_Task brief_:
Return exactly the span of lines that opens with the line containing "Every instance of the glass" and closes with the last line of the data, inclusive.

_Point-based annotation data_:

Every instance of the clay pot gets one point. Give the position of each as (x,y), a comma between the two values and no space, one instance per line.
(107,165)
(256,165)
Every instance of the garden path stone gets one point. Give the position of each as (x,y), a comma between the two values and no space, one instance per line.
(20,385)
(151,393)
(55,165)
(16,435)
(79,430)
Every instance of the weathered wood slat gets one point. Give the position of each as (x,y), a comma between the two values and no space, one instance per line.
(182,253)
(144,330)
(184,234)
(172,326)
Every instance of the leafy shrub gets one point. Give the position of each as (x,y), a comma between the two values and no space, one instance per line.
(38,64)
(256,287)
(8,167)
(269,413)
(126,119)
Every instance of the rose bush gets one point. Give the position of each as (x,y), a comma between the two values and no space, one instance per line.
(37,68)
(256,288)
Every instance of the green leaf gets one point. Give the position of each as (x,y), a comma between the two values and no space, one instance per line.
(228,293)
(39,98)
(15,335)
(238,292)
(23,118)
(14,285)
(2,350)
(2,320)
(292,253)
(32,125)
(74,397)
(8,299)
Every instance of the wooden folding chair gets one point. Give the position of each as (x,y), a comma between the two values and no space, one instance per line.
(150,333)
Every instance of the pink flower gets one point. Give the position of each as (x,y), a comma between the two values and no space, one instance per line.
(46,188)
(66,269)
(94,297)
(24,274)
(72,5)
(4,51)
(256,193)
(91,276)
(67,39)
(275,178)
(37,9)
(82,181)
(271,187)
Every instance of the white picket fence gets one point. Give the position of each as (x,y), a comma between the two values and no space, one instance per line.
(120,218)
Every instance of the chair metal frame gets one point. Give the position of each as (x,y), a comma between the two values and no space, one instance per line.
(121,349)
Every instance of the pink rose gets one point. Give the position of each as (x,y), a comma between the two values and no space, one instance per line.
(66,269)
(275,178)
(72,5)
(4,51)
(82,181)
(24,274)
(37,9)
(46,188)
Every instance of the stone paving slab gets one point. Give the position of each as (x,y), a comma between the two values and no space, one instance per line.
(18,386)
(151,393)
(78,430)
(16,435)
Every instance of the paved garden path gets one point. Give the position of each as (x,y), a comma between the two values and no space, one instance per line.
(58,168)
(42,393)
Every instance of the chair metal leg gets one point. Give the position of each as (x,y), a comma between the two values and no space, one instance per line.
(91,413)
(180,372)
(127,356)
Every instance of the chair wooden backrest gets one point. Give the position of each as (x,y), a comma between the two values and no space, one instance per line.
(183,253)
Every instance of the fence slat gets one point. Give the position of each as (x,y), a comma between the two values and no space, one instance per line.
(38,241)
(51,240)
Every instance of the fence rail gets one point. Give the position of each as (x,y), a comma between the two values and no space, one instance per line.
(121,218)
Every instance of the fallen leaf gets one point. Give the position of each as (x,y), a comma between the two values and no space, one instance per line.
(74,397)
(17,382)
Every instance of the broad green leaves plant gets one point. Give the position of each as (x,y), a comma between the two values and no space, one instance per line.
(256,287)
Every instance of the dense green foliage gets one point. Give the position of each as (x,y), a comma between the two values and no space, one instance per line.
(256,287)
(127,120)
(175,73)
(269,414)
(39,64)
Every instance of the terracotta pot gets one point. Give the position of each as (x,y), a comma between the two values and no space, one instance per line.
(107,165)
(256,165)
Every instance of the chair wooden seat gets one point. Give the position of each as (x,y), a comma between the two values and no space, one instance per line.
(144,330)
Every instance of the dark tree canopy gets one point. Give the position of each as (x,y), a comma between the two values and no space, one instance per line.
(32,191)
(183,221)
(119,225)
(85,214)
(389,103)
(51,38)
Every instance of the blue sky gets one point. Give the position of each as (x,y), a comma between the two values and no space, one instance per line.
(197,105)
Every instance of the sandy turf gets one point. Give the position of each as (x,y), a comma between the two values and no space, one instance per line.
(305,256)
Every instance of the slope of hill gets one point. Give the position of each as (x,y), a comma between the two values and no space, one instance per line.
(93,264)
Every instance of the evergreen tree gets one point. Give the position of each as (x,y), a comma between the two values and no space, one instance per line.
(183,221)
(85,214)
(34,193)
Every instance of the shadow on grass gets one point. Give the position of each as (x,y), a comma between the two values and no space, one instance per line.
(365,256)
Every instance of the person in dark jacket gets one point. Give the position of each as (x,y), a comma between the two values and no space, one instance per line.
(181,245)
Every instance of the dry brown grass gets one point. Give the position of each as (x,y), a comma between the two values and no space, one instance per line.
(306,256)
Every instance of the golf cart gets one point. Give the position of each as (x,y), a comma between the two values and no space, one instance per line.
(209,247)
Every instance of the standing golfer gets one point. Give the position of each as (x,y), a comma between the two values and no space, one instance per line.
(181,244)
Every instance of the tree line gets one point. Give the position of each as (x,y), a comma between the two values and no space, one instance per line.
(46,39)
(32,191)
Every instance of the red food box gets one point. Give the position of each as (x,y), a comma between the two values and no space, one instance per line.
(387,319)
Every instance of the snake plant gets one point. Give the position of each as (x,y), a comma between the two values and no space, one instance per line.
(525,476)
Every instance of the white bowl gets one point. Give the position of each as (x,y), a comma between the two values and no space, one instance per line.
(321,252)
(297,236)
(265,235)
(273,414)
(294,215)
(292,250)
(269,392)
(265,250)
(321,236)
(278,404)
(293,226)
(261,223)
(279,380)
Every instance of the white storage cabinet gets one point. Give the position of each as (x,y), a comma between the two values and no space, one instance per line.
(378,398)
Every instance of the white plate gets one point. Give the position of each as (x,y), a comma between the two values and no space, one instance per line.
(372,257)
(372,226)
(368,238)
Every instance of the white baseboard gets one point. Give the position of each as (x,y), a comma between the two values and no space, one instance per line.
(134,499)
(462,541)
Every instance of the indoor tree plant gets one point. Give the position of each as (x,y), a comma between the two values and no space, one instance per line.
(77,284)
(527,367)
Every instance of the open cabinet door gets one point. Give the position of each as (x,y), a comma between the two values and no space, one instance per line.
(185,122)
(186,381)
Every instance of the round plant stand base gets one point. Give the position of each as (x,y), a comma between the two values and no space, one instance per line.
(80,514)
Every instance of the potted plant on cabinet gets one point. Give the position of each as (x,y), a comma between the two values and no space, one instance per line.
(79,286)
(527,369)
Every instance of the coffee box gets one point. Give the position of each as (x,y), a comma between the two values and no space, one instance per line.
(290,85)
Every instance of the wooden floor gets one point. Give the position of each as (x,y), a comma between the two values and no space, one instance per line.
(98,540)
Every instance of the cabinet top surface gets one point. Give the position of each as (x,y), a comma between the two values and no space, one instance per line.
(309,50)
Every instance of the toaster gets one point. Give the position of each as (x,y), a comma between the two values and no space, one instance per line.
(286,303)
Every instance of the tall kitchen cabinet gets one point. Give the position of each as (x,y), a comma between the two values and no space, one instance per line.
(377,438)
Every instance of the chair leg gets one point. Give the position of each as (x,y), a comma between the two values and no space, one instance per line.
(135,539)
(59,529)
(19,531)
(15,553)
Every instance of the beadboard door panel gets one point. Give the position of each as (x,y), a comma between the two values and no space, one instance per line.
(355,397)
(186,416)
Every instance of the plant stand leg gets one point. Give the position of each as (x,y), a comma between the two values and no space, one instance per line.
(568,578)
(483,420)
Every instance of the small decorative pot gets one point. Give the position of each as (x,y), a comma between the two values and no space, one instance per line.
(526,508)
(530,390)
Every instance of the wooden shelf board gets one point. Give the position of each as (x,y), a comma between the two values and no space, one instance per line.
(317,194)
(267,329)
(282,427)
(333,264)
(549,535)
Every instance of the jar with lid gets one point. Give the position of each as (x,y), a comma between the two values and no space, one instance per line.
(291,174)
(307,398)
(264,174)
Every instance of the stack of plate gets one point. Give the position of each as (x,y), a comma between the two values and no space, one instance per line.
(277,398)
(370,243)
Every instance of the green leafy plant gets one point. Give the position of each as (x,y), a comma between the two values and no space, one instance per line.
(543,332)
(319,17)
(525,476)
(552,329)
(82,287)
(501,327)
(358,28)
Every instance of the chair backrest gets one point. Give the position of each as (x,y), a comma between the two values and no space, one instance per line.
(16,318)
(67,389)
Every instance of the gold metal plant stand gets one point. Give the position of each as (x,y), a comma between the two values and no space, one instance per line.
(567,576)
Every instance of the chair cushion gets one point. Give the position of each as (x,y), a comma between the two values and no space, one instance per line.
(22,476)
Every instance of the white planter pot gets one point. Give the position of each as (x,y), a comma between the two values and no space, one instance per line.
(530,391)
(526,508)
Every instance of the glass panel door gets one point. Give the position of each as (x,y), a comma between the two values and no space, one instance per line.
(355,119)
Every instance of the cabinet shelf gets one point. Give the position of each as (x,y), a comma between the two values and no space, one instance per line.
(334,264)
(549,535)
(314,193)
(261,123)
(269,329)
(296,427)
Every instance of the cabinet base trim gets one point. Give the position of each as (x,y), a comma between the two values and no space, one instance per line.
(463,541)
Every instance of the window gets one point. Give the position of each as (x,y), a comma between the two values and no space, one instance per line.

_Output_:
Every instance of the glass panel door gets one point. Give the position of each as (x,y), a comma between the two values and no space, one instance per line.
(355,119)
Every instance of the cabinet shelf gets one point. Give the position of each as (x,y), a comma between the two values and no space, one instance per line.
(334,264)
(549,535)
(314,193)
(261,123)
(269,329)
(296,427)
Every instance of the cabinet base trim gets one point. Give the position of each as (x,y), a comma between the two values and no space, one instance per line.
(463,541)
Every instance of the window gets one point. Give the position of each as (x,y), a comma between the two values and no space, one instance per line.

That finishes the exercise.